[START]

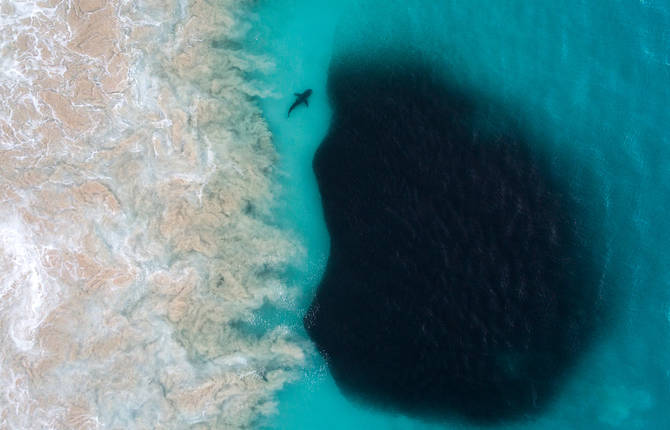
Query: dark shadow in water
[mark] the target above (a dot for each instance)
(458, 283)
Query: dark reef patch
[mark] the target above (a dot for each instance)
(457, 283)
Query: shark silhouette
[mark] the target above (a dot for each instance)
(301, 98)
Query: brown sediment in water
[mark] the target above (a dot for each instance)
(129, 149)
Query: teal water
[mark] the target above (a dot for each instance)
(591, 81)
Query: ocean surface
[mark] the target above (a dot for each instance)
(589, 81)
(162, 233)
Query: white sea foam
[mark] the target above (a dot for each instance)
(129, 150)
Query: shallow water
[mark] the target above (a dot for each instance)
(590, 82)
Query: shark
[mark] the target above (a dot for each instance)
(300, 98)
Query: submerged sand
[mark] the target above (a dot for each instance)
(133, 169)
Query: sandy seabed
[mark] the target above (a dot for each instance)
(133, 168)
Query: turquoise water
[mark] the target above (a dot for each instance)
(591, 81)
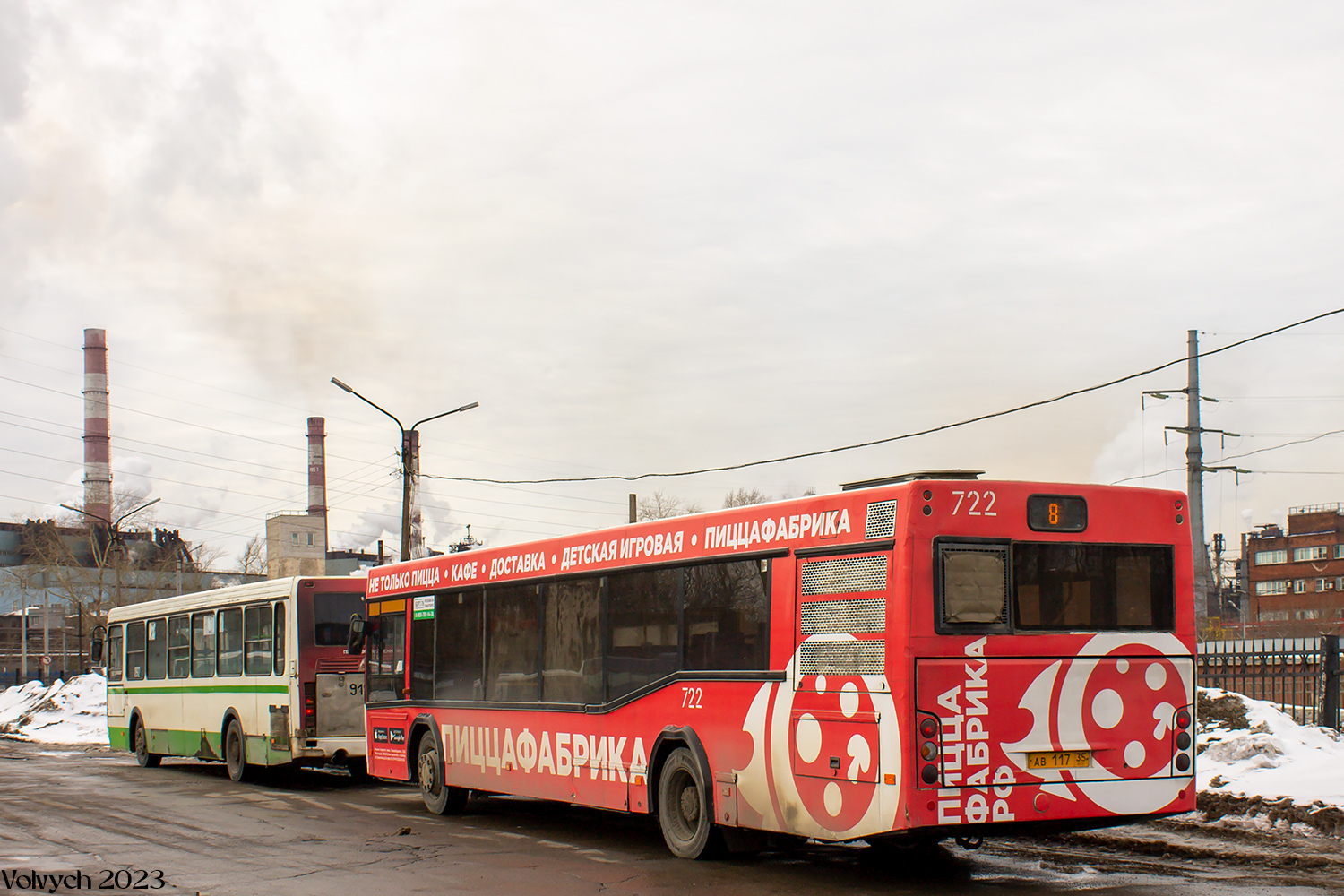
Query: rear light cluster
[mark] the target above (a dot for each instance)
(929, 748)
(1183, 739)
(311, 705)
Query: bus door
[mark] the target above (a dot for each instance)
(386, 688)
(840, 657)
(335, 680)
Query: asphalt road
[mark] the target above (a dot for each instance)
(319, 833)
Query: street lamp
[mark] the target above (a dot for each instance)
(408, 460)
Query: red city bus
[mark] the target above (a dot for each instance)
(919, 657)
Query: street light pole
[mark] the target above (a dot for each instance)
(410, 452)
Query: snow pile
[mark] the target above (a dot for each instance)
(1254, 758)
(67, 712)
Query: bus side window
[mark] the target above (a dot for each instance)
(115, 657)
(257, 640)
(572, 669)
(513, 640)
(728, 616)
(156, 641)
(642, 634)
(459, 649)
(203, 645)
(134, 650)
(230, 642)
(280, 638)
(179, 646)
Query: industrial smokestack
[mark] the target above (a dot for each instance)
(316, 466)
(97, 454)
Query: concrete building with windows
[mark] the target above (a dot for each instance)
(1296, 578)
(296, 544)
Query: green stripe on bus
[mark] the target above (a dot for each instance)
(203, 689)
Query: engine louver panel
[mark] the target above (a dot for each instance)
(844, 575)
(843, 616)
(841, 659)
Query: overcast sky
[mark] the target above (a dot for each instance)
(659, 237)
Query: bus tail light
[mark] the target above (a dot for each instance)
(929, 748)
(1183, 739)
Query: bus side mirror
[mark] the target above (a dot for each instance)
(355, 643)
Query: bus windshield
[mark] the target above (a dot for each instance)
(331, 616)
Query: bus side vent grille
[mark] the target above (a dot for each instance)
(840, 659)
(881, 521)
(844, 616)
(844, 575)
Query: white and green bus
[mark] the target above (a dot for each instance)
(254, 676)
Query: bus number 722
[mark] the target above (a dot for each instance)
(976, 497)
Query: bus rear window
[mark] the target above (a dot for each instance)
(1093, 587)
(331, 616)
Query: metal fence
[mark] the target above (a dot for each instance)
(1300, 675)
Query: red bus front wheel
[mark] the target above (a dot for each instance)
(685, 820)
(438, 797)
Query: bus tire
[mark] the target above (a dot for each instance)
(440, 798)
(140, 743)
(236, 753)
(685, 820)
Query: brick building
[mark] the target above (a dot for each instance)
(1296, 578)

[END]

- _WHAT TO DO_
Reproduce all the rows above, substituting "point" for every occurrence of "dot" and keeping everything else unchanged. Leave out the pictures.

- _RESPONSE FOR THIS EXERCISE_
Query: dark shadow in water
[mark] the target above (a point for each instance)
(458, 283)
Query: dark reef patch
[mark] the target above (a point for each instance)
(457, 283)
Query: shark silhouette
[mark] the target above (a point for each instance)
(301, 98)
Query: brown sediment in water
[mark] the target above (a point for each instance)
(129, 149)
Query: teal water
[mark] the target above (a point for each instance)
(591, 81)
Query: ocean surface
[mark] the target above (a point for each instance)
(589, 81)
(162, 233)
Query: white sea foam
[mark] the target above (a point for each instance)
(129, 150)
Query: shallow water
[mark] the target above (a point for each instance)
(590, 82)
Query: shark
[mark] the target above (a point for each instance)
(300, 98)
Query: submerged sand
[mark] the target above (a point for each instance)
(133, 169)
Query: sandy seabed
[mark] the target above (a point for each instance)
(133, 168)
Query: turquoise water
[mark] the target above (a point for each instance)
(591, 81)
Query: rear light cluster
[mark] the target above (a point for each instance)
(929, 748)
(1183, 739)
(311, 705)
Query: bus door
[mark] the target above (a point for each instance)
(386, 688)
(840, 657)
(335, 680)
Query: asphalt road
[mark] the target above (a point for each instance)
(319, 833)
Query: street lamp
[mark] the target above (a point for each instance)
(408, 460)
Query: red city bus
[mark] the target above (a point for each instance)
(919, 657)
Query: street light pole
[mark] the target above (a point for each instance)
(410, 452)
Query: snow pile
[mark] the target above (a point for each instance)
(1254, 758)
(67, 712)
Query: bus side window
[mark] the target above (a point for each instance)
(115, 657)
(257, 640)
(572, 669)
(513, 640)
(728, 616)
(156, 641)
(642, 634)
(459, 649)
(203, 645)
(134, 650)
(230, 642)
(280, 638)
(179, 646)
Query: industrial smokestack
[mark] the target above (a point for each instance)
(316, 466)
(97, 454)
Query: concrete building with windows
[mark] the target above (a point for each instance)
(1296, 578)
(296, 544)
Query: green stripe on bus
[mark] the target above (a point for each instance)
(203, 689)
Query: engine louver panel
[mark] the target above (a point for each instance)
(844, 575)
(843, 616)
(841, 659)
Query: overcast sky
[mark] the target above (a point for each instance)
(659, 237)
Query: bus tail light
[mark] the target above (a point for each instance)
(929, 748)
(1183, 739)
Query: bus side mirror
[mark] the target above (a point for each instance)
(355, 643)
Query: bus windshield
[mark] the target above (a point for each instance)
(331, 616)
Query: bus side vent grille
[mark] the target above (a point for each instance)
(840, 659)
(881, 521)
(844, 616)
(844, 575)
Query: white and green bus
[mark] the target above (a point for each instance)
(254, 676)
Query: bus number 722
[mark] the target above (a point for each instance)
(976, 497)
Query: bus rear window
[mark] the target above (a point for each instance)
(1093, 587)
(331, 616)
Query: metal fence
[mark] the target above (a point for each instance)
(1300, 675)
Query: red bus front wheel
[mark] the target above (a point for each instance)
(685, 820)
(438, 797)
Query: bus tire
[mark] the target above (a point for each instance)
(440, 798)
(140, 743)
(236, 753)
(685, 820)
Query: brick building
[mark] the target above (a point for each instance)
(1296, 578)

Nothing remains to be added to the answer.